Leestekst:
ECLI:NL:RBDHA:2023:8351

Rechtbank Den Haag

Datum uitspraak
2 juni 2023
Publicatiedatum
9 juni 2023
Zaaknummer
NL23.15177
Instantie
Rechtbank Den Haag
Type
Uitspraak
Rechtsgebied
Bestuursrecht; Vreemdelingenrecht
Procedures
  • Eerste aanleg - enkelvoudig
Vindplaatsen
  • Rechtspraak.nl
AI samenvatting door LexboostAutomatisch gegenereerd

Rechtmatigheid van de maatregel van bewaring in het vreemdelingenrecht met betrekking tot zicht op uitzetting

In deze zaak heeft de rechtbank Den Haag op 2 juni 2023 uitspraak gedaan over de rechtmatigheid van de maatregel van bewaring die aan eiser is opgelegd op 3 februari 2023 door de Staatssecretaris van Justitie en Veiligheid. De rechtbank heeft de rechtmatigheid van deze maatregel voor het laatst getoetst in een eerdere uitspraak van 22 februari 2022, waarin werd vastgesteld dat de maatregel tot het sluiten van het onderzoek op 10 maart 2023 rechtmatig was. De Afdeling bestuursrechtspraak van de Raad van State heeft deze uitspraak op 16 maart 2023 bevestigd. De rechtbank heeft ambtshalve getoetst of de maatregel nog voldoet aan de eisen van het Unierecht, nu er een lange termijn is verstreken zonder dat eiser beroep heeft ingesteld tegen het voortduren van de maatregel.

De rechtbank heeft vastgesteld dat de Marokkaanse autoriteiten in beginsel meewerken aan de verstrekking van een laissez passer, maar dat er tot op heden geen reactie is ontvangen. De rechtbank oordeelt dat er nog steeds zicht is op uitzetting, aangezien de Marokkaanse autoriteiten niet hebben aangegeven dat zij niet tot afgifte van een laissez passer zullen overgaan. De rechtbank heeft ook gekeken naar de voortvarendheid van de uitzetting en concludeert dat de Staatssecretaris voldoende stappen heeft ondernomen om de uitzetting te realiseren. Eiser heeft niet aangetoond dat hij zijn medewerking aan de uitzetting verleent, wat een belangrijke factor is in de beoordeling.

Uiteindelijk komt de rechtbank tot de conclusie dat de voortduring van de maatregel van bewaring rechtmatig is en wijst het verzoek om schadevergoeding af. De uitspraak is gedaan door rechter R.J.A. Schaaf, in aanwezigheid van griffier P. Bruins, en is openbaar gemaakt op 2 juni 2023.

Uitspraak

RECHTBANK DEN HAAG

Zittingsplaats Utrecht Bestuursrecht zaaknummer: NL23.15177
uitspraak van de enkelvoudige kamer in de zaak tussen

[eiser] eiser V-nummer: [V-nummer]

(gemachtigde: mr. W.M. Blaauw),
en
de Staatssecretaris van Justitie en Veiligheid, verweerder (gemachtigde: mr. S. Faddach).

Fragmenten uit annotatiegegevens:

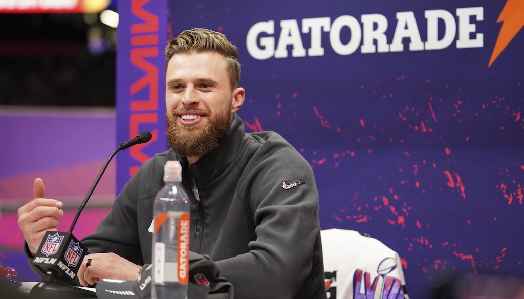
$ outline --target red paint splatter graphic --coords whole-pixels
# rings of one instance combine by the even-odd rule
[[[460,193],[460,196],[462,196],[463,198],[466,198],[466,187],[462,183],[462,180],[461,179],[460,176],[456,173],[453,174],[455,175],[455,178],[456,180],[456,182],[455,183],[453,179],[453,176],[451,175],[451,173],[448,170],[444,170],[444,174],[446,175],[446,176],[447,177],[447,186],[450,186],[451,188],[456,188]]]
[[[331,129],[331,126],[328,123],[328,121],[324,119],[324,116],[319,113],[319,110],[316,106],[313,107],[313,111],[315,112],[315,115],[320,120],[320,125],[326,129]]]
[[[253,124],[248,123],[247,121],[244,121],[244,123],[246,125],[246,126],[253,132],[261,132],[264,131],[264,129],[262,129],[262,125],[260,124],[260,121],[258,120],[258,118],[254,116],[253,118],[255,119],[255,122]]]

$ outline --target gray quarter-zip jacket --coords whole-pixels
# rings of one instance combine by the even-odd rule
[[[168,160],[182,166],[191,202],[191,250],[216,262],[236,298],[326,298],[311,167],[276,133],[246,133],[236,114],[228,136],[194,164],[172,150],[145,162],[96,231],[82,240],[90,252],[151,263],[148,228]]]

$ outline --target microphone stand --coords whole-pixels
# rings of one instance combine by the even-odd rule
[[[100,169],[100,172],[99,173],[98,175],[95,179],[93,183],[93,185],[91,185],[91,188],[89,189],[89,191],[88,191],[88,194],[85,195],[85,197],[84,198],[83,201],[82,201],[82,204],[80,205],[80,207],[79,208],[78,211],[77,212],[77,215],[75,216],[74,219],[73,220],[73,222],[71,223],[71,227],[69,228],[69,230],[68,232],[64,233],[64,236],[63,237],[64,239],[66,239],[66,242],[65,243],[68,243],[69,242],[70,239],[71,239],[71,242],[74,242],[80,247],[82,251],[80,254],[80,257],[78,259],[80,260],[80,262],[82,262],[83,260],[83,258],[84,256],[88,254],[87,249],[76,238],[73,236],[73,229],[74,228],[75,225],[77,224],[77,221],[78,220],[78,218],[80,216],[80,213],[84,209],[84,207],[85,206],[86,204],[88,202],[88,200],[91,197],[91,195],[93,194],[93,191],[94,191],[95,188],[96,187],[96,185],[98,185],[99,182],[100,181],[100,179],[102,178],[102,176],[104,174],[105,172],[105,169],[107,168],[109,165],[109,163],[111,162],[111,159],[121,150],[124,150],[125,148],[128,148],[139,143],[145,143],[149,141],[151,138],[151,133],[146,131],[143,132],[139,134],[134,139],[124,142],[120,145],[116,150],[113,151],[107,159],[106,160],[105,163],[104,163],[104,165],[102,166],[102,169]],[[38,249],[38,251],[37,252],[37,254],[35,254],[35,258],[37,254],[39,253],[42,249],[42,247],[45,245],[44,240],[46,240],[48,238],[48,236],[51,235],[51,234],[56,233],[56,232],[48,231],[46,232],[46,234],[44,236],[43,240],[42,240],[42,243],[40,244],[40,247]],[[54,235],[53,235],[54,236]],[[52,237],[52,236],[51,236]],[[60,237],[60,236],[59,236]],[[46,242],[47,243],[47,242]],[[61,244],[61,243],[60,243]],[[60,246],[60,245],[59,245]],[[63,254],[63,251],[64,250],[63,249],[60,250],[59,249],[57,250],[58,253],[56,253],[54,255],[62,256]],[[53,256],[53,255],[51,255]],[[47,257],[46,257],[47,258]],[[55,260],[57,260],[55,259]],[[72,278],[71,276],[68,276],[67,275],[64,275],[63,273],[59,273],[57,269],[54,268],[54,266],[59,266],[56,265],[56,261],[52,263],[52,264],[47,265],[43,266],[40,266],[39,265],[35,264],[36,263],[34,262],[36,260],[34,260],[34,265],[39,270],[40,270],[42,272],[44,272],[46,274],[43,276],[42,281],[39,282],[36,285],[35,285],[31,289],[31,291],[29,292],[29,297],[31,299],[57,299],[57,298],[60,298],[61,296],[62,297],[65,298],[66,299],[80,299],[80,298],[96,298],[96,294],[95,292],[92,292],[91,291],[88,291],[83,289],[80,289],[79,287],[76,287],[70,284],[67,284],[67,282],[64,283],[64,281],[60,281],[61,278],[63,278],[63,276],[67,277],[68,280],[72,280],[74,282],[77,282],[78,278],[76,275],[74,275],[75,278]],[[61,262],[61,261],[58,261],[58,262]],[[64,265],[65,266],[65,265]],[[66,267],[67,268],[67,267]],[[71,272],[74,272],[76,274],[76,271],[78,271],[78,268],[80,268],[80,265],[75,266],[73,271]],[[63,270],[63,268],[61,268],[61,270]],[[69,268],[68,270],[70,270]],[[69,272],[67,272],[66,274],[69,274]]]

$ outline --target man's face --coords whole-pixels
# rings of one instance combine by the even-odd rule
[[[231,90],[225,58],[211,52],[173,56],[166,82],[169,144],[178,154],[198,159],[227,135],[244,89]]]

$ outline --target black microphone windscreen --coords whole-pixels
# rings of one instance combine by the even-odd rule
[[[138,142],[138,143],[145,143],[151,140],[153,135],[151,134],[150,132],[148,131],[145,131],[139,134],[138,137],[140,137],[140,142]]]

Schriftelijke opdracht:
Zet de uitspraak over de maatregel van bewaring voort, te beginnen na de laatste zin ervan. De gegevens komen uit een andere bron.

Eindresultaat:
Procesverloop

Verweerder heeft op 3 februari 2023 aan eiser de maatregel van bewaring op grond van artikel 59, eerste lid, aanhef en onder a, van de Vreemdelingenwet 2000 (Vw) opgelegd.
Deze rechtbank, zittingsplaats Middelburg, heeft de rechtmatigheid van deze maatregel van bewaring voor het laatst getoetst. Uit de uitspraak van 22 februari 2022 (in de zaak NL23.3956) volgt dat de maatregel van bewaring tot het moment van het sluiten van het onderzoek dat aan die uitspraak ten grondslag ligt (10 maart 2023) rechtmatig is. Bij uitspraak van 16 maart 2023 (in de zaak 202301315/1/V3) heeft de Afdeling bestuursrechtspraak van de Raad van State deze uitspraak bevestigd.
Deze maatregel duurt nog voort. Inmiddels is een lange termijn verstreken zonder dat door of namens eiser beroep is ingesteld tegen het voortduren van de maatregel van bewaring. Op grond van het arrest van het Hof van Justitie van de Europese Unie van 8 november 20221 toetst de rechtbank nu ambtshalve of deze maatregel nog voldoet aan de eisen die daaraan door het Unierecht worden gesteld.
Verweerder heeft een voortgangsrapportage overgelegd. Eiser heeft hierop gereageerd. Daarbij heeft hij verzocht om schadevergoeding.
De rechtbank heeft het in deze procedure op 30 mei 2023 een zitting gehouden. Eiser en zijn gemachtigde hebben vooraf kenbaar gemaakt dat zij niet ter zitting zullen verschijnen.
Verweerder heeft zich laten vertegenwoordigen door zijn gemachtigde.
1 ECLI:EU:C:2022:858.

Overwegingen

1. De rechtbank oordeelt over het zicht op uitzetting als volgt. In beginsel werken de Marokkaanse autoriteiten mee aan de verstrekking van een laissez passer (lp). Verweerder heeft op 13 februari 2023 een lp-aanvraag ingediend. In de omstandigheid dat de Marokkaanse autoriteiten tot op heden nog niet hebben gereageerd en evenmin bekend is of en zo ja wanneer, een presentatie van eiser zal plaatsvinden, ligt geen aanleiding voor het oordeel dat zij niet tot verstrekking van de lp zullen overgaan. In ieder geval hebben de Marokkaanse autoriteiten niet meegedeeld dat zij in het geval van eiser niet tot afgifte van een lp zullen overgaan. Aldus ontbreekt het zicht op uitzetting van eiser naar Marokko niet.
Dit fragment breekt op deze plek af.